WORK ORDER: One number alone answers this: the count of lines below in which the word "orange" is found.

SOURCE MATERIAL:
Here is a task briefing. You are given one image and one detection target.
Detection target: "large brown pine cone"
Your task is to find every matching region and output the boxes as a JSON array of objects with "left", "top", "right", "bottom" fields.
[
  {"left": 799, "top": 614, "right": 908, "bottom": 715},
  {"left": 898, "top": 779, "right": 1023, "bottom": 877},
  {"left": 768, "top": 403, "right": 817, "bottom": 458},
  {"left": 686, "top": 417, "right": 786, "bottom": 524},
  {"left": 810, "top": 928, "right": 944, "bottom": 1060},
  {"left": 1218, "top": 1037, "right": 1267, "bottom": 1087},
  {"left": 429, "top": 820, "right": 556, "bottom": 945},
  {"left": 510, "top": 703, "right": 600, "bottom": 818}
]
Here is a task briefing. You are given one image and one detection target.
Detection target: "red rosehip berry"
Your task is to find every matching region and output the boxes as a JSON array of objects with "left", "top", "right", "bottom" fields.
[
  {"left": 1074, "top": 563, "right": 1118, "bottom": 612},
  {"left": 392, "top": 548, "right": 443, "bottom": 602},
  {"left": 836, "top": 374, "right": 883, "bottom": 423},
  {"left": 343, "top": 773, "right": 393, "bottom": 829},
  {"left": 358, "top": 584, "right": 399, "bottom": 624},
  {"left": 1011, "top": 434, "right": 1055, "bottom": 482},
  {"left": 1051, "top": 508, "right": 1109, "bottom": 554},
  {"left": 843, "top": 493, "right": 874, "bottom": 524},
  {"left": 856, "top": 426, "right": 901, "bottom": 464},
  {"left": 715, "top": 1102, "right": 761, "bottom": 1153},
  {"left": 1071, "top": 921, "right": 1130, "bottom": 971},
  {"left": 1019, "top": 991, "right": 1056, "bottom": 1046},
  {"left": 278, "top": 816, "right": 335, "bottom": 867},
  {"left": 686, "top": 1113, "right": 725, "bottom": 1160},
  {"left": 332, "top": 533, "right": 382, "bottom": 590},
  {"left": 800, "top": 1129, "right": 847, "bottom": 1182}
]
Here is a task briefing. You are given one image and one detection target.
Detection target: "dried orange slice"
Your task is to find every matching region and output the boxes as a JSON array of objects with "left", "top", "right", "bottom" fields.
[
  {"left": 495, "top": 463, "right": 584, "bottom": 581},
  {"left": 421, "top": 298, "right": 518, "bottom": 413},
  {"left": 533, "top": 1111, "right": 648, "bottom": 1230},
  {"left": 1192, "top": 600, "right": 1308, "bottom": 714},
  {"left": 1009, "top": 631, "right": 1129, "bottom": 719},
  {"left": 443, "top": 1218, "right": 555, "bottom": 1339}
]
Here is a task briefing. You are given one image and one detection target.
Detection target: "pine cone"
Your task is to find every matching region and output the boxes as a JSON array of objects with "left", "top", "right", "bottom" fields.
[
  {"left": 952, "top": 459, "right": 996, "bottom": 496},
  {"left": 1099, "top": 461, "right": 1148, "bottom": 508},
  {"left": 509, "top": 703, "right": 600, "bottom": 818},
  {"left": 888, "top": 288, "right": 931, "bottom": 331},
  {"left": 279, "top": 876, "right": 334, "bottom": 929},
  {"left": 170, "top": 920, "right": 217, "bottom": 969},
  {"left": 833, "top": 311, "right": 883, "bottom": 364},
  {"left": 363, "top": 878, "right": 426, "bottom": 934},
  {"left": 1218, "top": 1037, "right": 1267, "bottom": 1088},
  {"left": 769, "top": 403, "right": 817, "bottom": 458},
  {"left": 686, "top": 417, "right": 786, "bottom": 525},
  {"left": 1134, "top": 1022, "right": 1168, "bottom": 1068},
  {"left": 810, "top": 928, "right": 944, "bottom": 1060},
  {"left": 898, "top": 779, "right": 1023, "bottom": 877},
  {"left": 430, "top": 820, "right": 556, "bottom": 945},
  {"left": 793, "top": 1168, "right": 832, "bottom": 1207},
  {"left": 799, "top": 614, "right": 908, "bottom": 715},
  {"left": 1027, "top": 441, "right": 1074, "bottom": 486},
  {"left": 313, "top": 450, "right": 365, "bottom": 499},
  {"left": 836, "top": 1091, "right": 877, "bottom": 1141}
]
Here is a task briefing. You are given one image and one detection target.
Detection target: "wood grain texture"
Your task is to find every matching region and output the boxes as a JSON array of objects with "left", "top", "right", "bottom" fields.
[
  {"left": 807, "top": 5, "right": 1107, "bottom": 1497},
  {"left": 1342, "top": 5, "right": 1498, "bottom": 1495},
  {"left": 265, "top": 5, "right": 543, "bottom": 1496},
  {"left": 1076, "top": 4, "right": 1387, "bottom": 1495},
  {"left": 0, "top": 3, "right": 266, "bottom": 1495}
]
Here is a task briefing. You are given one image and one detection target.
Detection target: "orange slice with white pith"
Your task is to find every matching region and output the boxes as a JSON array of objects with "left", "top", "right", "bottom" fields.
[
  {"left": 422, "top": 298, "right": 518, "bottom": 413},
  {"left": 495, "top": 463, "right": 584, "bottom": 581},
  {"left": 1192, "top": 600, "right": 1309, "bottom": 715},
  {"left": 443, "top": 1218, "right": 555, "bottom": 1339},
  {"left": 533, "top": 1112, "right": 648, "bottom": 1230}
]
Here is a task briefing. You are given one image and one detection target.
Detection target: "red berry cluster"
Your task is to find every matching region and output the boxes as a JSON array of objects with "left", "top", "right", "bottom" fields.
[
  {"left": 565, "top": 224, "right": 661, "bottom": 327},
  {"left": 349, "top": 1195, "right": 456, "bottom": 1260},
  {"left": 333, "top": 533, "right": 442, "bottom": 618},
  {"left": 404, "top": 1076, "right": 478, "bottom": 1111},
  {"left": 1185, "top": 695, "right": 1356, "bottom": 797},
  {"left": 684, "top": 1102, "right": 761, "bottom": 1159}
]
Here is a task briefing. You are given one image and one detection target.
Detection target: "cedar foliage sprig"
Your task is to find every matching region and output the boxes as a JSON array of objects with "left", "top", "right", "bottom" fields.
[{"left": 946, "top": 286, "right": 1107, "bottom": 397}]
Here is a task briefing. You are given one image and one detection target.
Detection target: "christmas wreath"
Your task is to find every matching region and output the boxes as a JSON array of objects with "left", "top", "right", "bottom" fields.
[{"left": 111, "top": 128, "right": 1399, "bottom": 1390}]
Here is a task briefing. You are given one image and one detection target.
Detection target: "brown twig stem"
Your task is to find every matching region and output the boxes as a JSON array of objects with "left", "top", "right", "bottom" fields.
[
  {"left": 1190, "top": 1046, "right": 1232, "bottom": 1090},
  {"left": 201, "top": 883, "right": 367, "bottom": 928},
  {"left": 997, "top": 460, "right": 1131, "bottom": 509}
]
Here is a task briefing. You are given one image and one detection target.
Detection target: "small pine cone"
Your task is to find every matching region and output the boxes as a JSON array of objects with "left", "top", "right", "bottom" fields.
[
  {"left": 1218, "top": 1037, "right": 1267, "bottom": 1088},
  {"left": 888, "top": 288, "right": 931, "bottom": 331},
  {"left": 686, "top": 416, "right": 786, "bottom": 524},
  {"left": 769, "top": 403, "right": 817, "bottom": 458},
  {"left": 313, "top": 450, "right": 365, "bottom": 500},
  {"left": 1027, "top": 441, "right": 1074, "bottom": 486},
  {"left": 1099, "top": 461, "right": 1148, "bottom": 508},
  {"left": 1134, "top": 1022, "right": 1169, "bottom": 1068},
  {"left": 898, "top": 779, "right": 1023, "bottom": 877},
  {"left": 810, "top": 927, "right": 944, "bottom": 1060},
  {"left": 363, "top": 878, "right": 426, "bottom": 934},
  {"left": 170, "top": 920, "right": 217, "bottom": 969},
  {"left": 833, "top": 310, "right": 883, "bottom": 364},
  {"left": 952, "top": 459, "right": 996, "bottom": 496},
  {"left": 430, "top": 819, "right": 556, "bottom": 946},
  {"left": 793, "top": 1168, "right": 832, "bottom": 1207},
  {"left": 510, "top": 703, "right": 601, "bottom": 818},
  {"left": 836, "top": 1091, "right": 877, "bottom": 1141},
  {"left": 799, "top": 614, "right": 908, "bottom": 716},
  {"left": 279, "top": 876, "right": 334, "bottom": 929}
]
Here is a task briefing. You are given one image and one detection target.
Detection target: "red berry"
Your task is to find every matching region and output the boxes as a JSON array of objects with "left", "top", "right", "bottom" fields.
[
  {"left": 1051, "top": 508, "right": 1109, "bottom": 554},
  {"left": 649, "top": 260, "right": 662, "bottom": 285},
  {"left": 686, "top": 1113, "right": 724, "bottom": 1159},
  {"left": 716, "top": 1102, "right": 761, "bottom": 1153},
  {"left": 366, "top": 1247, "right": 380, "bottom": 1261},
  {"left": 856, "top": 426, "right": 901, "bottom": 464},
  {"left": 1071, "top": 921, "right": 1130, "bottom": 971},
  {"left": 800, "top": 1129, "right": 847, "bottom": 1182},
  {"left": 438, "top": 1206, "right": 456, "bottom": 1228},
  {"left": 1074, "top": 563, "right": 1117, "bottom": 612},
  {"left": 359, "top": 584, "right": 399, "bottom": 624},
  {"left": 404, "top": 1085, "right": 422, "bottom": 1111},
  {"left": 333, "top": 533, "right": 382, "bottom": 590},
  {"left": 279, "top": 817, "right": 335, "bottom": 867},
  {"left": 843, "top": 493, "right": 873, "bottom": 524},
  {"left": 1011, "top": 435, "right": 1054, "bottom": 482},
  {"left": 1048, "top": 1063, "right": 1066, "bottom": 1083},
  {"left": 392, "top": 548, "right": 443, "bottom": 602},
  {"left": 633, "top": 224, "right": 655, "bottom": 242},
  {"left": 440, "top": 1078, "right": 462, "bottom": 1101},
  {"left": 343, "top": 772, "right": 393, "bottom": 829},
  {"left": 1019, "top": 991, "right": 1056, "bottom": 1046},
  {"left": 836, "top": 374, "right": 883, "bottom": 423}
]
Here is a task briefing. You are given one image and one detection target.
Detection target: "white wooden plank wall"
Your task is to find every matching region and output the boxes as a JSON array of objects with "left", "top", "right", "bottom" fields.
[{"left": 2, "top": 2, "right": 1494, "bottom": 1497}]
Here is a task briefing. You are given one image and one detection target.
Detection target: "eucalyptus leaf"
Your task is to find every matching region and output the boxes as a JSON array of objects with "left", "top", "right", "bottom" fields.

SOLUTION TO THIS TASK: 2